▶ PROMPT: Please pull out each line of the data below that contains the string "spider", treating uppercase and lowercase as different.

★ ★ ★ ★ ★ ★ ★

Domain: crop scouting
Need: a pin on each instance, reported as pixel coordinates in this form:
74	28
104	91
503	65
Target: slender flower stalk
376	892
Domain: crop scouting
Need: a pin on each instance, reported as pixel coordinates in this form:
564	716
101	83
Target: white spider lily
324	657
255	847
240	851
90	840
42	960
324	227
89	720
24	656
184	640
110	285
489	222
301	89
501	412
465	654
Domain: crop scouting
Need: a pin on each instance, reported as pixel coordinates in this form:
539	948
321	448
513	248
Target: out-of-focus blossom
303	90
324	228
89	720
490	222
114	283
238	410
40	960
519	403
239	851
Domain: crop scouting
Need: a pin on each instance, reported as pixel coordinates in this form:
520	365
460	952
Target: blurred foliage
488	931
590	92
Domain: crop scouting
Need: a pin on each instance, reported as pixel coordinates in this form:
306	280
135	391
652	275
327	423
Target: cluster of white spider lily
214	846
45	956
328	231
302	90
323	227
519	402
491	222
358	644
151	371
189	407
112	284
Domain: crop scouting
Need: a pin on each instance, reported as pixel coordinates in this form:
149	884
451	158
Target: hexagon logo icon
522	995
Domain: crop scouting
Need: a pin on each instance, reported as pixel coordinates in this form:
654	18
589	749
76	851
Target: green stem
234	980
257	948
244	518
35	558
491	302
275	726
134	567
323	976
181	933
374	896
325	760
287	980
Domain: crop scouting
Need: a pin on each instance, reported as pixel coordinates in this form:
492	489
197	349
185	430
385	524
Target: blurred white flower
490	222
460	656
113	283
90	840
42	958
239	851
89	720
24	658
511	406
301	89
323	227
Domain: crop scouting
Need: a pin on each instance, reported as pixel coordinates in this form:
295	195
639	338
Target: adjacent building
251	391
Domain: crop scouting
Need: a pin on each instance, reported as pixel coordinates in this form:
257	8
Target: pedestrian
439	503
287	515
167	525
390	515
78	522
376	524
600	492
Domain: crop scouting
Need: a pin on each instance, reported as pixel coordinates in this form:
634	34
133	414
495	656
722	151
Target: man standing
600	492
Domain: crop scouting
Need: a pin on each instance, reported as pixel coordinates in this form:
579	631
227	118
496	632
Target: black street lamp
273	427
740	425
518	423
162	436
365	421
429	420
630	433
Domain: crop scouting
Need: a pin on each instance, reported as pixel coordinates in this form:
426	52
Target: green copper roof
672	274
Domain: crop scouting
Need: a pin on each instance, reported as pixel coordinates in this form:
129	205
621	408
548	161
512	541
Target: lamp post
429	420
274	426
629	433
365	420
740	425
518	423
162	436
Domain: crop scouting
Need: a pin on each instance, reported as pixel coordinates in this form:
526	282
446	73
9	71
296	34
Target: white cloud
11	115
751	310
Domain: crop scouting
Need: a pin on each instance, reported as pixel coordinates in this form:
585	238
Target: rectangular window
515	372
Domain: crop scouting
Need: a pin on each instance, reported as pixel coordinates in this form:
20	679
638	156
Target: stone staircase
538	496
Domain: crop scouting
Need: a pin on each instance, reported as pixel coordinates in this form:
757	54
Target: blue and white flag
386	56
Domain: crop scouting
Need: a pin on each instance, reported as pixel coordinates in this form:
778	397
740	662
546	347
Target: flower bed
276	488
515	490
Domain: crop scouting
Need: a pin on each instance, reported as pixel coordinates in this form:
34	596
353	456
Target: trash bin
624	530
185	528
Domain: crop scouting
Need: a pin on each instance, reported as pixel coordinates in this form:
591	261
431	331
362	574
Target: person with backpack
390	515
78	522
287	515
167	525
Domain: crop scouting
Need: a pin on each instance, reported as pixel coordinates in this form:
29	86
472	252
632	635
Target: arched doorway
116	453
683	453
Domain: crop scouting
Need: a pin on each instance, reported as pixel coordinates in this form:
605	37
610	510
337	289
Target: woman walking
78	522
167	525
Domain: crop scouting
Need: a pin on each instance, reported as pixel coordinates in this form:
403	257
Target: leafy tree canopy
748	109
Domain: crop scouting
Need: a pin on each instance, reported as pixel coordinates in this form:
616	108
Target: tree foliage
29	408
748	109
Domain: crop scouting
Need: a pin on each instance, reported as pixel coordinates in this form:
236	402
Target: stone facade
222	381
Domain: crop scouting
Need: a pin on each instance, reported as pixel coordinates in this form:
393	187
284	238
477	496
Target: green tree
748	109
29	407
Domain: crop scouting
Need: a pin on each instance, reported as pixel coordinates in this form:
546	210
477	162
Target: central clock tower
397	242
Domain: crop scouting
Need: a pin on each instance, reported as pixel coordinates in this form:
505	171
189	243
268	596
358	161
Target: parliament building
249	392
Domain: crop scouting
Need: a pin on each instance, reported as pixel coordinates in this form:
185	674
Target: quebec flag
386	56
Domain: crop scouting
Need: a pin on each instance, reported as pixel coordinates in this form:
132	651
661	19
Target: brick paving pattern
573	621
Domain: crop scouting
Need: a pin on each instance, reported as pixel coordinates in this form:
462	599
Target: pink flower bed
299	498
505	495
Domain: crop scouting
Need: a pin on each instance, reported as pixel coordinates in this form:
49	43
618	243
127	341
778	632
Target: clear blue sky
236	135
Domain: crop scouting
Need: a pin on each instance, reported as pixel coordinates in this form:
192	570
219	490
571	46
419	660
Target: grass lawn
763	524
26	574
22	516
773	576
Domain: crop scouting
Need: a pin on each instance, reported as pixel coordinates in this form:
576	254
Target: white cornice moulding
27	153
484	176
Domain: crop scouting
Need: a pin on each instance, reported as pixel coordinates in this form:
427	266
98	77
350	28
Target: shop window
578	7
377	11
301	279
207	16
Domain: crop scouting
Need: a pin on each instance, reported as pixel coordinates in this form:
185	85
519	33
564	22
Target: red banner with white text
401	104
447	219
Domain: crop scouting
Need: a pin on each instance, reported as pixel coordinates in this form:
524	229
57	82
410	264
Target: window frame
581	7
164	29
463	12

★ ★ ★ ★ ★ ★ ★

▶ TASK OUTPUT:
Target: white spider lily
Target: cluster of white spider lily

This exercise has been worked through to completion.